• **Problem statement**: Recast the entries from the start through the line containing "[(236, 126)]" as a two-column CSV with the headers request and answer, one row per entry. Put each entry's text and its answer in their own quoted fields, with line breaks replaced by spaces.

• **Items from a dataset**:
↓↓↓

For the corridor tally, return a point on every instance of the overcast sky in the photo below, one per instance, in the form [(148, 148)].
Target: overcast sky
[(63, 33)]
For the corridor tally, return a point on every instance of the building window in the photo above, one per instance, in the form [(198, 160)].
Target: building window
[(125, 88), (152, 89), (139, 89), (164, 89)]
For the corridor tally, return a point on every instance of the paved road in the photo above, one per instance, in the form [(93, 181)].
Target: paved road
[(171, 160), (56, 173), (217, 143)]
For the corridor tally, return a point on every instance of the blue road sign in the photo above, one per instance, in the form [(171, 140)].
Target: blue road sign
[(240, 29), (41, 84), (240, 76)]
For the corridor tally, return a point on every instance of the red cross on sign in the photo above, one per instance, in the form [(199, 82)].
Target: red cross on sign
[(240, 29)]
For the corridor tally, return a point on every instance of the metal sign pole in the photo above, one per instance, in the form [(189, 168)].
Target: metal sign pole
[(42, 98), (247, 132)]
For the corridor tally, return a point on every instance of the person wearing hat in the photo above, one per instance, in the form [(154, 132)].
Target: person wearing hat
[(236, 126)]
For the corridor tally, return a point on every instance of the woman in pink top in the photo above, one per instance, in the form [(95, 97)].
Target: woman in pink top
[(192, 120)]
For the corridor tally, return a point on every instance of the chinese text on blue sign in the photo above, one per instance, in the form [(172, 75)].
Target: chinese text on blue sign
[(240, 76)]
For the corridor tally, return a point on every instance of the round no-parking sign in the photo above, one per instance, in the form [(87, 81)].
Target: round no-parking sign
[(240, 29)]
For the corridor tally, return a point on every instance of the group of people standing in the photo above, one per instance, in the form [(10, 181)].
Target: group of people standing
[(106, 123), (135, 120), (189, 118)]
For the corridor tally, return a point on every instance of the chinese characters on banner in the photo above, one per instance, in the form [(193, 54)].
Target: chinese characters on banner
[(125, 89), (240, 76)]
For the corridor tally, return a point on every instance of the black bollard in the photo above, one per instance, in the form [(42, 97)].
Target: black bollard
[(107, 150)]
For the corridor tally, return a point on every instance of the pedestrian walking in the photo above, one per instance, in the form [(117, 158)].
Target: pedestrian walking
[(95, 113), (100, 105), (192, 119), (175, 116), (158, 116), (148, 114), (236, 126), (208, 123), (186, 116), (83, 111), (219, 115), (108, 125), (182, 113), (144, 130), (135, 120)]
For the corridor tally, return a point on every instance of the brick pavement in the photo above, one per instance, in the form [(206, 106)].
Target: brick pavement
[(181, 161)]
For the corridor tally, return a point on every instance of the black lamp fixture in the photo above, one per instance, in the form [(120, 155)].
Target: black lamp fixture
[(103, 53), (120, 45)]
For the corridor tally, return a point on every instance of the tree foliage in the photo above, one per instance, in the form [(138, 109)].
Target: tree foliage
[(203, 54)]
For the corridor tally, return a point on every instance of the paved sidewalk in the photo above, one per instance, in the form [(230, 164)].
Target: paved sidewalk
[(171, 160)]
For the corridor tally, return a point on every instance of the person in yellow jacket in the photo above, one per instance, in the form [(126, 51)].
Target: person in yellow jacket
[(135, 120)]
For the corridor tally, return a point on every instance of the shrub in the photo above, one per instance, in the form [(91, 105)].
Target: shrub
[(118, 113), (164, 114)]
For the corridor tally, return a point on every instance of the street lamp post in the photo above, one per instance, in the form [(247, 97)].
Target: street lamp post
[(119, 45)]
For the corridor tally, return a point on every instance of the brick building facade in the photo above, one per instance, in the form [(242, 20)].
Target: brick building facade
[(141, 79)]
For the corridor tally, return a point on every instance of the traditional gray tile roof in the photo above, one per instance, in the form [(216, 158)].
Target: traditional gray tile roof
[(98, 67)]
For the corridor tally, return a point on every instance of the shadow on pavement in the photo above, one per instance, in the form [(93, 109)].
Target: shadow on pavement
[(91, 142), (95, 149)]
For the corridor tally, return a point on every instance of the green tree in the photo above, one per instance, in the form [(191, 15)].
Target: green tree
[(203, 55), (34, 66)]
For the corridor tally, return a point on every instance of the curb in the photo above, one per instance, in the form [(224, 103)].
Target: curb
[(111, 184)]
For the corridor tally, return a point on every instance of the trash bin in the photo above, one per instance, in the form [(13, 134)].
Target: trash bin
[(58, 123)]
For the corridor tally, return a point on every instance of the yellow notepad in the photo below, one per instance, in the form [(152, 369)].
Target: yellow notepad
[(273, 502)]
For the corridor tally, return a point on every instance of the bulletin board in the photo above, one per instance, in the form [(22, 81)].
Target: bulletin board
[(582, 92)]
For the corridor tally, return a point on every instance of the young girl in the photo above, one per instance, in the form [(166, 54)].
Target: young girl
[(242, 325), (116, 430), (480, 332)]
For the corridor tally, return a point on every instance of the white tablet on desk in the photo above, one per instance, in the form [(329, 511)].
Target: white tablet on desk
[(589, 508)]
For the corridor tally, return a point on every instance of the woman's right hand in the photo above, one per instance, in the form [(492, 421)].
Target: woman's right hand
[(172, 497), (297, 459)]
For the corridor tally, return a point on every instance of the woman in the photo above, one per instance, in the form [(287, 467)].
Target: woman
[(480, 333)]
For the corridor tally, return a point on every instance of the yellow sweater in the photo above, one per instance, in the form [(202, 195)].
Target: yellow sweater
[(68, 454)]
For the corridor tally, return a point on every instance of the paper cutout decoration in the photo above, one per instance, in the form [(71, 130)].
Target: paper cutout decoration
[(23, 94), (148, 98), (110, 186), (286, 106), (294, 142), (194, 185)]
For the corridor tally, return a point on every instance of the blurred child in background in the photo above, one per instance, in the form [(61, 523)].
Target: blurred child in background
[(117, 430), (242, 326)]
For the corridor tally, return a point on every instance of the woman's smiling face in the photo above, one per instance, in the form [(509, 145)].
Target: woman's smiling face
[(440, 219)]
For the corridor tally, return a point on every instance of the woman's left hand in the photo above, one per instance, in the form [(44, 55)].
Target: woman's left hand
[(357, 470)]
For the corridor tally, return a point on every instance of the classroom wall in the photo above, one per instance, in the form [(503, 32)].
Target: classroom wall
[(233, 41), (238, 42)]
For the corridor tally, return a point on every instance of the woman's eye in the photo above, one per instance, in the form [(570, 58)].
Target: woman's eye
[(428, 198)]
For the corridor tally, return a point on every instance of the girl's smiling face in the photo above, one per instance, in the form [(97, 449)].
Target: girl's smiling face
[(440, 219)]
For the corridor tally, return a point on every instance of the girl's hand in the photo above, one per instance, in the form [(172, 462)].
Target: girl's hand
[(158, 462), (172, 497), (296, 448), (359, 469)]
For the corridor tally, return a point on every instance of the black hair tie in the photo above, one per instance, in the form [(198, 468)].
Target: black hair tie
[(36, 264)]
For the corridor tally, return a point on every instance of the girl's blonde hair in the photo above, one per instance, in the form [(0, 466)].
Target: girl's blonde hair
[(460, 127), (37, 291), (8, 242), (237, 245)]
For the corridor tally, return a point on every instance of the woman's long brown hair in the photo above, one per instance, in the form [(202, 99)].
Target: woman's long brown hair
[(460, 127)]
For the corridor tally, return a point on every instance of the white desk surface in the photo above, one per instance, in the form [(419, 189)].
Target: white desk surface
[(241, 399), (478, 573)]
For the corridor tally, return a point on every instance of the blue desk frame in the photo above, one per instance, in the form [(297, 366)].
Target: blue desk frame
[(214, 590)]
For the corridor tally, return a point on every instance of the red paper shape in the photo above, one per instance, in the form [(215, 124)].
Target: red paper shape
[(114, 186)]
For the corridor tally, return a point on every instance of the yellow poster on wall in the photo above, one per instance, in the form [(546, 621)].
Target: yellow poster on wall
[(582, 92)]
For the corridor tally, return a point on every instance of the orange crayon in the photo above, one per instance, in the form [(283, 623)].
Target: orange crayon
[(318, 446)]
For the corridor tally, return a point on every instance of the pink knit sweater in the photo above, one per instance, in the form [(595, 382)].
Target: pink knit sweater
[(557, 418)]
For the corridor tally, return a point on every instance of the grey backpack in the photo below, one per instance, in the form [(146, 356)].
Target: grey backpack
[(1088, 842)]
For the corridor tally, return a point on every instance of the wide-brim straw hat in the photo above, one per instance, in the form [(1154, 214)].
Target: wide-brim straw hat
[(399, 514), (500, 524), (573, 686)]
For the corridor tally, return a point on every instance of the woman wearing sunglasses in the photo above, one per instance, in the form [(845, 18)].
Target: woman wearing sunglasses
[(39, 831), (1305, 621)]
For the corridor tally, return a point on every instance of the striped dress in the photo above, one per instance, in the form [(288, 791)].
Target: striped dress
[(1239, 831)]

↑↑↑

• **Finished exercise**:
request,answer
"For the corridor tally, return a point on every instance of the overcast sky in the photo below, one per instance, in the form [(148, 148)]. Target: overcast sky","[(63, 33)]"
"For the corridor tally, return a point on every instance of the building window in the photo above, one per instance, in the form [(198, 160)]. Target: building window","[(125, 88), (152, 89), (139, 89), (164, 89)]"
"For the corridor tally, return a point on every instance of the paved road in the photo above, one per instance, in the form [(93, 181)]. Target: paved road","[(171, 160), (56, 173), (217, 143)]"
"For the corridor tally, return a point on every instance of the blue road sign in the photo above, one per instance, in the form [(171, 140)]. Target: blue road sign","[(240, 29), (41, 84), (240, 76)]"
"For the corridor tally, return a point on every instance of the red cross on sign in the photo above, one per instance, in the form [(199, 82)]. Target: red cross on sign","[(240, 29)]"
"For the corridor tally, return a point on every instance of the metal sign pole in the photo above, one per instance, in the form [(189, 168)]. Target: metal sign pole","[(42, 98), (247, 132)]"
"For the corridor tally, return a point on every instance of the person wearing hat in the photo above, one per instance, in the form [(154, 132)]. Target: person wearing hat","[(236, 126)]"